◆ Raw data:
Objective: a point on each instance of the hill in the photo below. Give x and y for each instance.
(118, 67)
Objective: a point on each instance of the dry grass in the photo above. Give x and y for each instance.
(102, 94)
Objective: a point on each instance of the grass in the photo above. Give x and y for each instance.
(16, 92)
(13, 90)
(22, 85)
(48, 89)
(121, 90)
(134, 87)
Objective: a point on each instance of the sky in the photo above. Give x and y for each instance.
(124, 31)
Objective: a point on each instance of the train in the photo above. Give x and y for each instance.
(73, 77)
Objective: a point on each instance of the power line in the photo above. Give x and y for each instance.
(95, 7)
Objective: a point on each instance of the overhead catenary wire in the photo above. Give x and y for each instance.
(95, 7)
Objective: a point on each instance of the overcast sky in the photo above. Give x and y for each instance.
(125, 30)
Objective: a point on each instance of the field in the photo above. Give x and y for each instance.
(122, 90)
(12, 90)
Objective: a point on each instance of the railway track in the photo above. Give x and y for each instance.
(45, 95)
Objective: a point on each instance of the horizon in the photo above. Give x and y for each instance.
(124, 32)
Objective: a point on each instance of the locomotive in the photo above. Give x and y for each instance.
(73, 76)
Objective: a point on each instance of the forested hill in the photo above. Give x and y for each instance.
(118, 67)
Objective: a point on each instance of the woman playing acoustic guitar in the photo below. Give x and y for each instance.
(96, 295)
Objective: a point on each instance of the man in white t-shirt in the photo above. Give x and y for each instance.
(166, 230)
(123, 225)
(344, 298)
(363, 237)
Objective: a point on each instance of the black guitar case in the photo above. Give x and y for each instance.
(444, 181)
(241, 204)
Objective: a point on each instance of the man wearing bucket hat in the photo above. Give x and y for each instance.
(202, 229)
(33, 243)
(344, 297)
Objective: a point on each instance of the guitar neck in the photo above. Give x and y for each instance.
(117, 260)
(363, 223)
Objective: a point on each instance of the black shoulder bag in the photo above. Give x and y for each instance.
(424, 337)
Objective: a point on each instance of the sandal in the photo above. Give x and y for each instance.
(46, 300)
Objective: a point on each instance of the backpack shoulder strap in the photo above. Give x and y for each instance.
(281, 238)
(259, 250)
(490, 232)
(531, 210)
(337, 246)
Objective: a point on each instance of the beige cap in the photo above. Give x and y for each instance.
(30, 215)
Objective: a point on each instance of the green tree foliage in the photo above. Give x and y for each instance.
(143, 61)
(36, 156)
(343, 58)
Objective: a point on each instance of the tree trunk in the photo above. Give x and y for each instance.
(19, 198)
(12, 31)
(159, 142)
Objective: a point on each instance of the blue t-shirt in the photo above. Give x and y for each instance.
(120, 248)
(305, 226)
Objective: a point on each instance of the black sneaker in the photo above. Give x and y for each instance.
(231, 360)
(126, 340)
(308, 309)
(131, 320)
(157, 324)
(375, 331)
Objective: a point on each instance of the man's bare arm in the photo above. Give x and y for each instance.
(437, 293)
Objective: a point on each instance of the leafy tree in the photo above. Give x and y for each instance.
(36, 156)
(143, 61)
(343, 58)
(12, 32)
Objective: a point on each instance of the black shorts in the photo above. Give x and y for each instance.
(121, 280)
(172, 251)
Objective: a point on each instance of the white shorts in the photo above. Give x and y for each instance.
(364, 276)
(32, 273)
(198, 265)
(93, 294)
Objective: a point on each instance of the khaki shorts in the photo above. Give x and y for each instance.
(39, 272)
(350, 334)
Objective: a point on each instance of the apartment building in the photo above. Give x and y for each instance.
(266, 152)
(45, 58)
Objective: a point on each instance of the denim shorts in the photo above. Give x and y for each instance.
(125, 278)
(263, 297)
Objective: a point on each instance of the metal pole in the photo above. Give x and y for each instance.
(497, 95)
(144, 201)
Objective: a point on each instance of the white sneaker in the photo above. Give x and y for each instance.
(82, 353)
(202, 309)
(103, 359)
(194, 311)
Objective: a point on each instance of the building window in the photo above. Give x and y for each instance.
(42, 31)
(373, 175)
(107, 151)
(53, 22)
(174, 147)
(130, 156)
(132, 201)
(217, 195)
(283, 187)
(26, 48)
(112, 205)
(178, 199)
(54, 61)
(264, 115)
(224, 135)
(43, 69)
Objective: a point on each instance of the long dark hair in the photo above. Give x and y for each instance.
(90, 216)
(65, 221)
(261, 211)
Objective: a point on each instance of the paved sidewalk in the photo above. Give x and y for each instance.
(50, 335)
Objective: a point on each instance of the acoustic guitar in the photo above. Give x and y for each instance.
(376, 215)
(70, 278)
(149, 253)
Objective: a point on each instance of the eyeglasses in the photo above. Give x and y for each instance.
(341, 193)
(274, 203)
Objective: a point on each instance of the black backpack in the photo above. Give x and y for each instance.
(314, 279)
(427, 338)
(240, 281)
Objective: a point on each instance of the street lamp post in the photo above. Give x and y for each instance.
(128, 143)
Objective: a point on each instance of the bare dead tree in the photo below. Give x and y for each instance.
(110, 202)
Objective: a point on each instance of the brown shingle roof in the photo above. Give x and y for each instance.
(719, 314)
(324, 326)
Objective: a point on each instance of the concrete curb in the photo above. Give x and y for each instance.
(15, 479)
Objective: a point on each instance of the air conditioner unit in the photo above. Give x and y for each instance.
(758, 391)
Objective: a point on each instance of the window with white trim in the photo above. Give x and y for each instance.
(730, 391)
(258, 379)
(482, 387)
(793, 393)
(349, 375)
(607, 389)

◆ Required work: Reproduce every entry shown above, precisely as it stands.

◆ Output of the task:
Objective: a point on each instance of the hill in the photo below. Give x and y for each instance.
(118, 67)
Objective: a point on each instance of the dry grass in the photo above. Give x and y for each instance.
(102, 94)
Objective: a point on each instance of the grass in the photo above. Give x and y for each instance.
(16, 92)
(13, 90)
(22, 85)
(48, 89)
(121, 90)
(134, 87)
Objective: a point on each instance of the sky in the photo above. Give x and y for each instance.
(124, 31)
Objective: a point on each instance of the train in the photo above. Give x and y for each instance.
(73, 77)
Objective: a point on each instance of the power line in the photo above. Give x and y for each instance.
(95, 7)
Objective: a point on each instance of the overhead catenary wire in the photo above. Give x and y for each instance.
(95, 7)
Objective: a point on each instance of the overcast sky in the photo above. Give x and y for each instance.
(125, 30)
Objective: a point on each instance of the field in the photo above. Give x and y for each instance.
(122, 90)
(12, 90)
Objective: a point on each instance of the railway track in the photo above. Give x and y for each instance.
(45, 95)
Objective: a point on each instance of the horizon in the photo above. Give x and y for each instance.
(124, 32)
Objective: a point on each instance of the locomotive in the photo above. Give x and y for each instance.
(73, 76)
Objective: a point on each instance of the forested hill in the photo above. Give x and y for each instance.
(118, 67)
Objective: a point on each instance of the woman playing acoustic guitar in the photo below. Give x and y for each instance.
(96, 295)
Objective: a point on each instance of the man in white t-shirt in the photo above. Give x and y for each instance.
(166, 230)
(123, 225)
(344, 298)
(363, 237)
Objective: a point on each instance of the black guitar case in the photo above. Give x and y for each instance.
(444, 181)
(241, 204)
Objective: a point on each instance of the man wearing bucket hat in the photo above. Give x and y for each instance.
(202, 229)
(33, 243)
(344, 297)
Objective: a point on each instance of the guitar neck in the photo above. Give x and y for each instance.
(117, 260)
(363, 223)
Objective: a point on each instance of the black shoulder bag in the photo above. Give x and y for each instance.
(424, 337)
Objective: a point on each instance of the sandal in the photo above. Give x and y for each instance.
(46, 300)
Objective: a point on each instance of the backpack shoulder strap in the photo above. Give x and y for each instance.
(281, 238)
(259, 250)
(490, 232)
(531, 210)
(337, 246)
Objective: a point on each instance of the beige cap in the photo above. Give x and y for each instance.
(30, 215)
Objective: a point on each instance of the green tree foliage in the photo above. Give x and y for each instance.
(143, 61)
(36, 156)
(343, 58)
Objective: a point on each instance of the tree trunk in the photo above. Give x and y for each instance.
(19, 198)
(12, 31)
(159, 142)
Objective: a point on each instance of the blue t-shirt in the photo above. Give x and y for each instance.
(120, 248)
(305, 226)
Objective: a point on each instance of the black sneaker in the photo above. Give x and y for each instance.
(231, 360)
(126, 340)
(308, 309)
(131, 320)
(157, 324)
(375, 331)
Objective: a point on each instance of the man's bare arm in the photo above. Give x and y for each instance.
(437, 293)
Objective: a point on each instance of the leafy tree in the photo above. Give x and y for each instance.
(36, 156)
(143, 61)
(343, 58)
(12, 32)
Objective: a point on each instance of the black shorts in the photo above. Give x and y for each instance.
(121, 280)
(172, 251)
Objective: a point on each instance of the white shorts in the photo above. Give x and y for each instance.
(364, 276)
(32, 273)
(198, 265)
(93, 294)
Objective: a point on each instance of the khaki shorts in the photo above. Give x and y for each instance.
(39, 272)
(350, 334)
Objective: a point on each instance of the apartment building in the photo above. Give x and y for each instance.
(266, 152)
(45, 58)
Objective: a point on each instance of the denim shorts in the photo above. Give x and y for each instance.
(125, 278)
(263, 297)
Objective: a point on each instance of the metal pole in the photo above. Give x and y for each instance.
(497, 95)
(144, 201)
Objective: a point on each instance of the white sneaker in the photo above. Give x and y for each instance.
(82, 353)
(202, 309)
(103, 359)
(194, 311)
Objective: a point on each instance of the building window in the photo above. Give x and y for each instance.
(42, 31)
(373, 175)
(107, 151)
(53, 22)
(174, 147)
(130, 156)
(132, 201)
(217, 195)
(283, 187)
(26, 48)
(112, 205)
(178, 199)
(54, 61)
(264, 115)
(224, 135)
(43, 69)
Objective: a point on each instance of the long dark hair in the photo above. Give x and y for each instance.
(90, 216)
(65, 221)
(261, 211)
Objective: a point on each instance of the paved sidewalk in the photo above. Give x and y for each instance.
(50, 335)
Objective: a point on each instance of the acoustic guitar in the photo above. Give x and y for each instance.
(376, 215)
(70, 278)
(149, 253)
Objective: a point on each instance of the eyeglasses in the photo above. Give x and y for each instance.
(341, 193)
(274, 203)
Objective: a point on each instance of the black backpack in the photo above. Give x and y for each instance.
(314, 279)
(427, 338)
(240, 281)
Objective: a point on each instance of the street lamp post in the photo above. Give x and y for each instance.
(128, 143)
Objective: a point on each instance of the bare dead tree in the photo below. Give x and y for each instance.
(110, 202)
Objective: a point on each instance of the brown shingle roof in the photo above. Give x and y for each instance.
(719, 314)
(324, 326)
Objective: a point on each instance of the concrete curb in the photo above. Give x and y for each instance.
(15, 479)
Objective: a point on each instance of the air conditioner unit in the photo above. Give x and y for each instance.
(758, 391)
Objective: a point on each instance of the window with white trim in the photo above. Give x and y for each instance.
(730, 391)
(258, 379)
(482, 387)
(793, 393)
(349, 375)
(607, 389)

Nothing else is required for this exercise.